▸ **List of tasks**:
a. In the passage on the Carltona principle, what title did Policy Exchange's 2021 paper give its draft clause?
b. Duplicate everything in the passage on the Carltona principle from "What are the" down to "responsibly to undertake?".

▸ **Document segment**:
>> start

The second argument is that a more general restoration of the Carltona principle would be a very difficult and complex drafting exercise, which might not in fact be possible, because there are thousands of statutory provisions to which the principle is relevant.
This would not be a good argument for declining to enact either general remedial legislation or this amendment in particular. Drafting legislation to affirm the correct operation of the Carltona principle – and thus to address the risk that Adams will destabilise that principle – is entirely possible. What is required is legislation that reverses the Supreme Court’s misstatement in Adams that the Carltona principle is not a presumption about legislative intent. Policy Exchange’s 2021 paper, How to Amend the Judicial Review and Courts Act, set out a draft clause to this effect, entitled “Acting on behalf of the Secretary of State”. The clause was framed to introduce a new section to the Interpretation Act 1978, which would have expressly established a presumption that the Carltona principle applies and would have corrected in turn each misconception on which the Supreme Court relied in its reading of the 1972 Order. (We have set out the text of the clause in the second appendix to this note.) If Parliament were to enact this clause, it would restore the proper understanding of the Carltona principle, reversing Adams with general effect.
What are the risks (if any) of legislating in this way, risks that would make it too difficult, or even impossible, for Parliament responsibly to undertake?
First, there may be a risk that the legislation could change the law so that the Carltona principle would apply in some cases to enable the Government to rely on it where a court might otherwise have concluded that it does not apply. This would not be a disaster. There is no risk to Government from widening the class of possible decision makers in particular cases and, equally, no obligation on the Government to make use of the widened class. If that is the price of greater clarity about the application of the principle, it would be a legitimate outcome for the legislation. From a practical point of view, what the Government needs from the law is clarity about when it can rely on the Carltona principle and when it cannot. It is enough to justify amending the law if an amendment can produce greater clarity than results from the law as it stands after Adams. The objective of remedial legislation need not be the perfect codification of what the law would have been if Adams had not been decided. If enacting clearer statutory rules did turn out to have an unexpected and unacceptable widening effect in a particular case, that would give rise to a political imperative to legislate to impose an express requirement for the Secretary of State personally to make the relevant decision, and the problem would be solved in that way.

>> end

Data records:
>> start

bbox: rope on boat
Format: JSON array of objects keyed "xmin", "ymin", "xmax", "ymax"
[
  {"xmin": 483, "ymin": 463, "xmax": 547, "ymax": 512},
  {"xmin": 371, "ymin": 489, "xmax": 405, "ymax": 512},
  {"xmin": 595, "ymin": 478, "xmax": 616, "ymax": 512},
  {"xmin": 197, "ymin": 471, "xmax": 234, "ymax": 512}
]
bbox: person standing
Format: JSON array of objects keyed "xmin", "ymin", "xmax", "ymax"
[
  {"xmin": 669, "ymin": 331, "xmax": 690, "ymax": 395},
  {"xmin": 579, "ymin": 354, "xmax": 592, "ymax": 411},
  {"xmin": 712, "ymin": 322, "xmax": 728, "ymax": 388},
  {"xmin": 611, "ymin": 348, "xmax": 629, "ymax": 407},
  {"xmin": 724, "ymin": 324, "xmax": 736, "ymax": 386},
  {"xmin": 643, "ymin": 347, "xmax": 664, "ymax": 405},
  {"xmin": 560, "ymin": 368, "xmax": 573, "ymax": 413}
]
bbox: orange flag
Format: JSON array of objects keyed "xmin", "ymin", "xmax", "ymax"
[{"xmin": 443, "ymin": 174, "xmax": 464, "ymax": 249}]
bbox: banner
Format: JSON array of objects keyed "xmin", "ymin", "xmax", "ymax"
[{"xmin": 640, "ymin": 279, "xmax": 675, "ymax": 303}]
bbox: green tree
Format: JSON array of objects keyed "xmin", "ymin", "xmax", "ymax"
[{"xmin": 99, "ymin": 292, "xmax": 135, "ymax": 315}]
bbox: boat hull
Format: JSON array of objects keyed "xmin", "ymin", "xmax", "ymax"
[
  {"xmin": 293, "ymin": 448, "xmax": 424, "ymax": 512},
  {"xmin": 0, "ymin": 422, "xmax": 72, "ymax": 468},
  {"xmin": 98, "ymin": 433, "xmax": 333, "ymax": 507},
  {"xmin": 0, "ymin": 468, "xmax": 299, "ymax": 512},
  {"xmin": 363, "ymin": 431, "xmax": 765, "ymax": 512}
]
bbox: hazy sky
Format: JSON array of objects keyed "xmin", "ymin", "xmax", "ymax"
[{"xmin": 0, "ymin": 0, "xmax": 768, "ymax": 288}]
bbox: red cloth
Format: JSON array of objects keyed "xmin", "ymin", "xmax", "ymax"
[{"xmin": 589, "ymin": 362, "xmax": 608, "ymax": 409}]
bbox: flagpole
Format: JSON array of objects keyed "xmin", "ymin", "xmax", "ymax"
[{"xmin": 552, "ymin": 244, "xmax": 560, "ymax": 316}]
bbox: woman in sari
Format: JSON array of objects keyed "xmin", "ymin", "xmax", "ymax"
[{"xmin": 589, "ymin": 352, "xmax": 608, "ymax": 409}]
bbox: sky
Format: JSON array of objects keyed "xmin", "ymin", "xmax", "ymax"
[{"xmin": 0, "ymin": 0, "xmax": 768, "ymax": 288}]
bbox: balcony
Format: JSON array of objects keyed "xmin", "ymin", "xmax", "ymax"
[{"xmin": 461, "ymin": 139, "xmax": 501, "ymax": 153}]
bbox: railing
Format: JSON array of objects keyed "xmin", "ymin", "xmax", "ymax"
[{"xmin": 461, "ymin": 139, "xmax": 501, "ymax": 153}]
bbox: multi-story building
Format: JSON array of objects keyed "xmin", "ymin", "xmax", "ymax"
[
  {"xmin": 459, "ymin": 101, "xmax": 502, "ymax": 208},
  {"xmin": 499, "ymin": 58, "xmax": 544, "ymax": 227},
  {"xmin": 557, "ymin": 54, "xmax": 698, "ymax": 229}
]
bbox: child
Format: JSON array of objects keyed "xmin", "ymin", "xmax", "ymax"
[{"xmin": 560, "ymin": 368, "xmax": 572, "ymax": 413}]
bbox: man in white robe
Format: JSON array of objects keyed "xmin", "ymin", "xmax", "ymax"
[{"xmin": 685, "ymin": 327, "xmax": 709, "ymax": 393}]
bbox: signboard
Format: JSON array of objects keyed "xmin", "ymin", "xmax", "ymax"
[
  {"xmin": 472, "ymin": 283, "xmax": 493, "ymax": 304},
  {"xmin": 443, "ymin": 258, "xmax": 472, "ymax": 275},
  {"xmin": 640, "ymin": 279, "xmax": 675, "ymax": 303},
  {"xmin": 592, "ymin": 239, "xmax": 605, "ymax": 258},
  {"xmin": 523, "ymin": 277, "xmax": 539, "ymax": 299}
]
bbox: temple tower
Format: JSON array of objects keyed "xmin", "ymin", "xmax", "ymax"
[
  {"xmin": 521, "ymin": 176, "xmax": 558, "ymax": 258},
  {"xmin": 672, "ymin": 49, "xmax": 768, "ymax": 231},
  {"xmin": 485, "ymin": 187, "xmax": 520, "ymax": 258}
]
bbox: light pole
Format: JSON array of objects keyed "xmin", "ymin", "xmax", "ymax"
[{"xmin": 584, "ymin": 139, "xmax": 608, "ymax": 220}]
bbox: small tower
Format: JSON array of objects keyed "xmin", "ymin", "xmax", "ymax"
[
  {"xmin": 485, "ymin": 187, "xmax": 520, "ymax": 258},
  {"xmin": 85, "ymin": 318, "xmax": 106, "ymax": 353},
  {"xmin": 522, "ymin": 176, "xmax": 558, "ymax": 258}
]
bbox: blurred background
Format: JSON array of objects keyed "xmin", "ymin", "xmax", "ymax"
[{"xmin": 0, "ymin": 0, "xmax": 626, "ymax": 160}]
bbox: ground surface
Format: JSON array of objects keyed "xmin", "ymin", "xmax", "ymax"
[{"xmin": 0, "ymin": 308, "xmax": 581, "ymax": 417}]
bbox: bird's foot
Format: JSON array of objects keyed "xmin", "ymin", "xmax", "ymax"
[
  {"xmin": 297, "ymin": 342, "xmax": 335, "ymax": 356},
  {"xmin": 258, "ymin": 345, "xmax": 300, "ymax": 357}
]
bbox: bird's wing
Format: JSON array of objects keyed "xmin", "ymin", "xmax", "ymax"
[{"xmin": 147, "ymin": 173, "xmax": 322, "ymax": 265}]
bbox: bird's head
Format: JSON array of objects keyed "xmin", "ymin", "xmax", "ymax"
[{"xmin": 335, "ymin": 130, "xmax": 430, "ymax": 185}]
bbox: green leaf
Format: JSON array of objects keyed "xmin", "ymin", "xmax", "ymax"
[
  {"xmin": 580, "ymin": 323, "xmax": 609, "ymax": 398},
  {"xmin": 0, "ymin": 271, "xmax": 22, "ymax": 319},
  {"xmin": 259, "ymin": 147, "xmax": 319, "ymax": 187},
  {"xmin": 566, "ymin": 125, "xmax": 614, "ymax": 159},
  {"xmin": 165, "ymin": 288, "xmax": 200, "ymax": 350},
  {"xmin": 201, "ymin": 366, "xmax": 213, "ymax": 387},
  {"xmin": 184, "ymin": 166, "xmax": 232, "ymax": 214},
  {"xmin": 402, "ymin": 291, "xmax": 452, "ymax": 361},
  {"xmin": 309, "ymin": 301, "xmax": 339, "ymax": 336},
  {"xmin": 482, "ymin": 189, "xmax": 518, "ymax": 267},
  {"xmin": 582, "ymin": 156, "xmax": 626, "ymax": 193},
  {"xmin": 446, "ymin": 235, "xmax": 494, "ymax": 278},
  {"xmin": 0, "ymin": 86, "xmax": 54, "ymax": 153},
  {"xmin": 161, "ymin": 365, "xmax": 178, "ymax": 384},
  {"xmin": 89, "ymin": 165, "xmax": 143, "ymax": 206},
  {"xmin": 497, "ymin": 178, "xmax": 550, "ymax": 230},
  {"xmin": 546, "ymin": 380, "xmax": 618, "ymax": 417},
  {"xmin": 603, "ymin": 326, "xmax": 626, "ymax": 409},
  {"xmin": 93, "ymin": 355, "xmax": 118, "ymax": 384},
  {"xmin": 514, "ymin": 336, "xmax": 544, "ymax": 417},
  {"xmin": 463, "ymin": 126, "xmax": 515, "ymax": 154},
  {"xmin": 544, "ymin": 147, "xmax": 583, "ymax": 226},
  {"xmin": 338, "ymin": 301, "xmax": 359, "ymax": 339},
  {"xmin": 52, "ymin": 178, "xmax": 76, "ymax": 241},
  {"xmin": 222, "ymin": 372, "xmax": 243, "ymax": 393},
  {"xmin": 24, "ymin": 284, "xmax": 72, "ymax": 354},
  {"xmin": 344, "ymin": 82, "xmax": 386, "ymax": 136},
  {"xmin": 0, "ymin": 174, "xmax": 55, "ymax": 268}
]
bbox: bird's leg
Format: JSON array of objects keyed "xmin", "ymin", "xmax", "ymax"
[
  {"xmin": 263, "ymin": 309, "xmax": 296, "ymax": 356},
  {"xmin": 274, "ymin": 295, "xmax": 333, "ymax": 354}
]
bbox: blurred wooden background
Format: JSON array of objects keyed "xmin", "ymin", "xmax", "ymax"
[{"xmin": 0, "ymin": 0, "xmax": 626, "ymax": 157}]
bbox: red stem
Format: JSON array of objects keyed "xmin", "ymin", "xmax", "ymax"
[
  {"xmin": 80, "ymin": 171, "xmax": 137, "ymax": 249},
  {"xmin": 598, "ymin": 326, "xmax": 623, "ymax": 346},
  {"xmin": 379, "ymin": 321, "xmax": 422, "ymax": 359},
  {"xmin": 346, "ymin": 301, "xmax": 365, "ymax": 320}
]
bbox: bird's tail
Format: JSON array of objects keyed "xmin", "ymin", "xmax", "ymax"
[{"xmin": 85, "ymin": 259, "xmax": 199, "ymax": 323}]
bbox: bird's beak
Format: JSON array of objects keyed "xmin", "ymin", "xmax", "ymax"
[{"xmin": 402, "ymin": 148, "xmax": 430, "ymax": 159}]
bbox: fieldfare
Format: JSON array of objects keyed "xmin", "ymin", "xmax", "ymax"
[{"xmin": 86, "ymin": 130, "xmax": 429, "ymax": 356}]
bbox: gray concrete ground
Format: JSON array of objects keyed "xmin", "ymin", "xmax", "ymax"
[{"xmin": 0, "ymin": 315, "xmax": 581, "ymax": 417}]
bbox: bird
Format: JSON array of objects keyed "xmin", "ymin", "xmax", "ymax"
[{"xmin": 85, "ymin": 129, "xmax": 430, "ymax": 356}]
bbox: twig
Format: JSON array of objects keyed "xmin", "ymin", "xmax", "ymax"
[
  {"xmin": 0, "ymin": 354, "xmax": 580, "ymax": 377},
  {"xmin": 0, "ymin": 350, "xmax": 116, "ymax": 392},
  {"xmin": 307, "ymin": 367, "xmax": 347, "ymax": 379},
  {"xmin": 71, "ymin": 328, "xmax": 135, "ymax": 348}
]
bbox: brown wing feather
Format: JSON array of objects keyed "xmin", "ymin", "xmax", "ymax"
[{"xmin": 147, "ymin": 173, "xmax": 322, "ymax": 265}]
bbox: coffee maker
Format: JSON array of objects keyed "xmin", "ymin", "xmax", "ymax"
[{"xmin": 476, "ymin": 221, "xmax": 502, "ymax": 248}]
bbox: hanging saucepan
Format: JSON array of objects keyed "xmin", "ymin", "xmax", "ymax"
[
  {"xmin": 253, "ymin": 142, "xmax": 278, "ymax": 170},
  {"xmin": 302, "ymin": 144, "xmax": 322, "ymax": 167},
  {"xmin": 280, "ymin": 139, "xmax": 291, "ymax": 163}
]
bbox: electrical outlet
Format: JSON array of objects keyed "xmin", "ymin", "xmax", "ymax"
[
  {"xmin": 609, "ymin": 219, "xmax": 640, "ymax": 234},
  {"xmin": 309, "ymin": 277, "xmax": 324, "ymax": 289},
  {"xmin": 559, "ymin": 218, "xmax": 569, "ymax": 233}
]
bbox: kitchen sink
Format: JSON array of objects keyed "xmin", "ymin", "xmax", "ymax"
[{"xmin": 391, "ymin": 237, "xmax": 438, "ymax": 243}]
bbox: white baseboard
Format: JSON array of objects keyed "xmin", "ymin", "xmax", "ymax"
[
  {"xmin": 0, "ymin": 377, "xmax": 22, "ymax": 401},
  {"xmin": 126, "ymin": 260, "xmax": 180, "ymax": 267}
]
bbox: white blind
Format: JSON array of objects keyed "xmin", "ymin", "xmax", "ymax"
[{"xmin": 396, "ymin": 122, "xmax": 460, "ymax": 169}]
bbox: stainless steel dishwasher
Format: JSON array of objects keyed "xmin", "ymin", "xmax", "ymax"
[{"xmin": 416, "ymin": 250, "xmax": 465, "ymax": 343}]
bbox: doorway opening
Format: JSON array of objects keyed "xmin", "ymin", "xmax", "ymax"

>> end

▸ **Solutions to the exercise**:
a. "Acting on behalf of the Secretary of State"

b.
What are the risks (if any) of legislating in this way, risks that would make it too difficult, or even impossible, for Parliament responsibly to undertake?